▶ _What the task requires_: What you return should be exactly the lines from the one containing "Phrase: pedestrian walkway" down to the final line of the listing, with nothing else.

Input section start

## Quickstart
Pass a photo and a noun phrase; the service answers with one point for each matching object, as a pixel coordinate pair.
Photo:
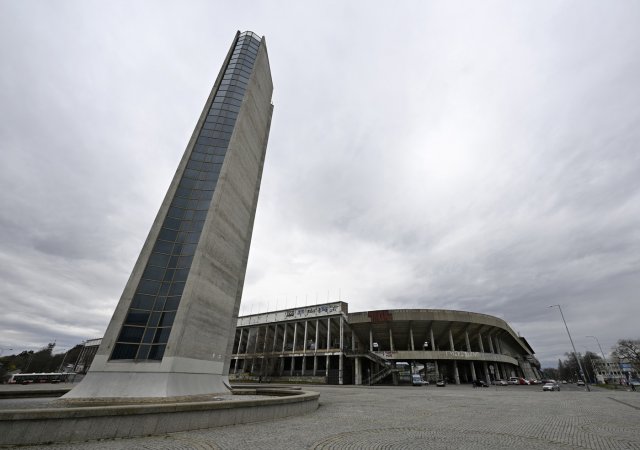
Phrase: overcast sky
(479, 156)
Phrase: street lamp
(574, 347)
(604, 360)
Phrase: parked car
(552, 386)
(417, 380)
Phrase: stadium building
(327, 344)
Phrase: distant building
(612, 371)
(327, 344)
(86, 355)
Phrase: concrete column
(411, 343)
(266, 334)
(341, 333)
(328, 333)
(456, 375)
(293, 348)
(315, 344)
(326, 374)
(284, 337)
(255, 345)
(451, 340)
(370, 338)
(304, 346)
(433, 341)
(295, 336)
(275, 338)
(235, 369)
(240, 341)
(341, 355)
(246, 348)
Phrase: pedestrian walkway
(350, 417)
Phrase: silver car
(551, 386)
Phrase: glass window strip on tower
(148, 323)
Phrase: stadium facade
(327, 344)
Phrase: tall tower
(172, 331)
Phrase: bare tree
(628, 350)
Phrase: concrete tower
(172, 331)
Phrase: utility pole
(574, 348)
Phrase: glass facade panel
(147, 326)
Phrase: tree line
(625, 351)
(44, 360)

Input section end

▶ _Solution_:
Phrase: pedestrian walkway
(350, 417)
Phrase: silver car
(551, 386)
Phrase: glass window strip on tower
(148, 323)
Phrase: stadium facade
(327, 344)
Phrase: tall tower
(172, 331)
Phrase: bare tree
(628, 350)
Phrase: concrete tower
(172, 331)
Phrase: utility pole
(574, 348)
Phrase: glass facade panel
(147, 326)
Phrase: tree line
(625, 351)
(44, 360)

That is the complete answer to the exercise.